Given records:
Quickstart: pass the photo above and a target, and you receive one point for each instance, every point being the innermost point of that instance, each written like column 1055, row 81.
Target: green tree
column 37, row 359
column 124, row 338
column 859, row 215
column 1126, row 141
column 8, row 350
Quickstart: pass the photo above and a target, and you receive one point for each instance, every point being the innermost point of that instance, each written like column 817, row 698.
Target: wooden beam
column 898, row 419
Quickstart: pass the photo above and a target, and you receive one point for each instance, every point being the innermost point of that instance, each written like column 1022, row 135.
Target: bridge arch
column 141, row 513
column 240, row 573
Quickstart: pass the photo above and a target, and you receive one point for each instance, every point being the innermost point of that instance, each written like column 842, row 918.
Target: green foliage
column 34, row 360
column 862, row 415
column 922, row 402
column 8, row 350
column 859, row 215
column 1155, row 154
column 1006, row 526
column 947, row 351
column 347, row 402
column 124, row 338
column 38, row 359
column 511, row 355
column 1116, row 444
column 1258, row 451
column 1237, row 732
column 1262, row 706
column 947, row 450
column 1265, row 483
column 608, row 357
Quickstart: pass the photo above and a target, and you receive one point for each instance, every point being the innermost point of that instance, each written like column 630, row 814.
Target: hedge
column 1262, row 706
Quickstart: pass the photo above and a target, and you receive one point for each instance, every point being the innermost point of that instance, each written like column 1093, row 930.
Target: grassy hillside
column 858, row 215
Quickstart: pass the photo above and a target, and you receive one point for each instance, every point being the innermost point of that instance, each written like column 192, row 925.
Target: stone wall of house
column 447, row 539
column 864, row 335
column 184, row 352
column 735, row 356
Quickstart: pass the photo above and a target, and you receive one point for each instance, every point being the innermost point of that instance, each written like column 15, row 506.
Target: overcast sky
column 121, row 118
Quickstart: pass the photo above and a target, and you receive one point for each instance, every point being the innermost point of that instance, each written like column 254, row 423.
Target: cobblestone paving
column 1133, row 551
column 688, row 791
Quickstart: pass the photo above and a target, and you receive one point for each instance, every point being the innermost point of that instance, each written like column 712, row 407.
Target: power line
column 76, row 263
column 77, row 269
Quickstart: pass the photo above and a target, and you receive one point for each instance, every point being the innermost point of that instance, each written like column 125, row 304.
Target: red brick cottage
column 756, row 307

Task directions:
Set out the listing above as a Markdown table with two columns, Row and Text, putting each non-blank line in its own numbered row and omitting blank lines.

Response below:
| Row | Text |
|---|---|
| 1 | Quickstart: pass the photo above and a target, and you receive one point for each instance, every point being the innermost point of that instance, each written like column 1055, row 81. |
| 2 | Target: green tree |
| 3 | column 37, row 359 |
| 4 | column 124, row 338 |
| 5 | column 859, row 215 |
| 6 | column 1126, row 141 |
| 7 | column 8, row 350 |
| 8 | Quickstart: pass the photo above and a target, and you receive one point for each instance, every point being the innermost point of that instance, each written like column 817, row 698. |
| 9 | Target: wooden beam |
| 10 | column 898, row 419 |
| 11 | Quickstart: pass the photo above and a target, and you receive one point for each instance, every point being the innermost point of that instance, each written like column 1022, row 135. |
| 12 | Target: bridge arch |
| 13 | column 141, row 513 |
| 14 | column 240, row 573 |
| 15 | Quickstart: pass the photo above and a target, and you receive one point for each instance, every point being the innermost point of that instance, each written like column 842, row 918. |
| 16 | Target: green foliage |
| 17 | column 34, row 360 |
| 18 | column 862, row 415 |
| 19 | column 922, row 402 |
| 20 | column 8, row 350 |
| 21 | column 859, row 215 |
| 22 | column 1155, row 154 |
| 23 | column 1006, row 526 |
| 24 | column 947, row 351 |
| 25 | column 347, row 402 |
| 26 | column 124, row 338 |
| 27 | column 38, row 359 |
| 28 | column 511, row 355 |
| 29 | column 1116, row 444 |
| 30 | column 1258, row 451 |
| 31 | column 1237, row 732 |
| 32 | column 1262, row 706 |
| 33 | column 947, row 450 |
| 34 | column 1265, row 483 |
| 35 | column 608, row 357 |
| 36 | Quickstart: pass the photo above and a target, and you receive one point for each instance, every point being the innermost point of that instance, each written like column 630, row 814. |
| 37 | Target: hedge |
| 38 | column 1262, row 706 |
| 39 | Quickstart: pass the photo above and a target, and you receive one point for each instance, every point being the innermost point of that instance, each written like column 1093, row 930. |
| 40 | Target: grassy hillside |
| 41 | column 858, row 215 |
| 42 | Quickstart: pass the photo above and a target, and you receive one point for each instance, every point being the innermost point of that instance, each written like column 192, row 925. |
| 43 | Target: stone wall of house |
| 44 | column 447, row 539 |
| 45 | column 864, row 335 |
| 46 | column 184, row 352 |
| 47 | column 735, row 356 |
| 48 | Quickstart: pass the photo above and a target, and you receive one point for each instance, every point being the innermost point of that instance, each written like column 15, row 506. |
| 49 | Target: overcast sky |
| 50 | column 121, row 118 |
| 51 | Quickstart: pass the photo above and a target, and you receive one point for each instance, every point being the innermost point of that instance, each written like column 254, row 423. |
| 52 | Target: cobblestone paving |
| 53 | column 1133, row 551 |
| 54 | column 688, row 791 |
| 55 | Quickstart: pass the photo above and a target, and you receive one point for each instance, every point being the innermost point of that instance, each written like column 712, row 407. |
| 56 | Target: power line |
| 57 | column 76, row 263 |
| 58 | column 77, row 269 |
| 59 | Quickstart: pass the photo above and a target, and you receive one point for each instance, every point being the innermost point of that instance, each written like column 125, row 304. |
| 60 | Target: red brick cottage |
| 61 | column 756, row 307 |